THE EXERCISE
Copy the forum thread about Midnight Syndicate albums word for word, from "Either Amazon or" to "featuring Destini Beard!".

* Begin EXTRACT PROVIDED *

# Best Midnight Syndicate album?



## Ravenous222 (Dec 30, 2011)

LivingDeadGuy said:


> What's your fav? Does the group have a greatest hits album?


I don't believe they have a greatest hits, although I do remember seeing a compilation album at the Halloween store last year of a lot of their songs on one album. My favorite would have to be the 13th hour, it's the only album that can literally give me chills from the ambient sounds.


----------



## georgekillian (Jul 7, 2009)

I believe their greatest hits album is Halloween Music Collection CD (MS1012-CD). I don't know if I have an absolute fav, but I have a special place in my heart for Born of the Night. It was my first introduction to this type of music.


----------



## Von Tobel (Jul 1, 2012)

My favorite is 13th Hour. Though nice, I was not too impressed with Gates of Delerium, 13th hour was also my first Midnight Syndicate album so I may be biased. Their first album, the one that has Vampyre, also really impressed me.


----------



## LivingDeadGuy (Nov 22, 2008)

Downloaded 13th Hour. AWESOME!


----------



## Pumpkinhead625 (Oct 12, 2009)

I don't have all their albums, so I can' only compare what I have: "The 13th Hour", "Born Of The Night", "Gates Of Delerium", "Out Of Darkness", and "Vampyre". I can't really say that I have any one favorite album. I like different tracks on different albums, but some of my favorite tracks are from "Out Of Darkness".


----------



## Halloweiner (Oct 2, 2003)

Born Of The Night is my favorite.


----------



## Verse 13 (Oct 26, 2010)

The 13th Hour is by far their best album.


----------



## savagehaunter (Aug 22, 2009)

13th Hour is my vote. The others do not compare.


----------



## IowaGuy (Jul 30, 2012)

Rookie question! Where can I buy Midnight Syndicate CD's or download full albums? I plan on them being my background this year.


----------



## Pumpkinhead625 (Oct 12, 2009)

> Rookie question! Where can I buy Midnight Syndicate CD's or download full albums? I plan on them being my background this year.


Either Amazon or ebay. I just bought "Realm of Shadows", "The Dead Matter: Original Motion picture Soundtrack", and "The Dead Matter: Cemetery Gates" all on CD. I shopped around, and I found that Amazon generally had lower prices.


----------



## Ironclad (Jun 19, 2009)

go to their website to order. If you want some vocals with their music look at the two albums featuring Destini Beard!


----------



## lonerogue2 (Sep 30, 2008)

* End EXTRACT PROVIDED *
* Begin SUPPLIED MATERIAL *

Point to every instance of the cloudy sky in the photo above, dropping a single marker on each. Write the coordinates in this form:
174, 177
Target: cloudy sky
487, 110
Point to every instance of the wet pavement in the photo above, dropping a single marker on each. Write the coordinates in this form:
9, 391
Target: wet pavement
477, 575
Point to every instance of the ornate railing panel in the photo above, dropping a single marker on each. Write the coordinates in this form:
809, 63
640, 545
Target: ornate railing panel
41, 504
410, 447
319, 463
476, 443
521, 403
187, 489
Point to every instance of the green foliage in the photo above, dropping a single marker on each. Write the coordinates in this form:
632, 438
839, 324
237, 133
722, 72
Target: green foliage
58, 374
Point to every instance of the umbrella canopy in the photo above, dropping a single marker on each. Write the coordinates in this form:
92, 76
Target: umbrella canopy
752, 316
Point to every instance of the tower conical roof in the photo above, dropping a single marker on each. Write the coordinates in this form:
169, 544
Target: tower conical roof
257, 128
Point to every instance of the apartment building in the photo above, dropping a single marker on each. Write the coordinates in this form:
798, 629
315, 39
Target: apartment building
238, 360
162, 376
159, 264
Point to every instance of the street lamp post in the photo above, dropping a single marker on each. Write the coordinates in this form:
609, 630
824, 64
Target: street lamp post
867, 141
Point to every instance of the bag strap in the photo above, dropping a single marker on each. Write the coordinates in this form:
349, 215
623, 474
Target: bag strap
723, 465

* End SUPPLIED MATERIAL *

SOLUTION BELOW
Either Amazon or ebay. I just bought "Realm of Shadows", "The Dead Matter: Original Motion picture Soundtrack", and "The Dead Matter: Cemetery Gates" all on CD. I shopped around, and I found that Amazon generally had lower prices.


----------



## Ironclad (Jun 19, 2009)

go to their website to order. If you want some vocals with their music look at the two albums featuring Destini Beard!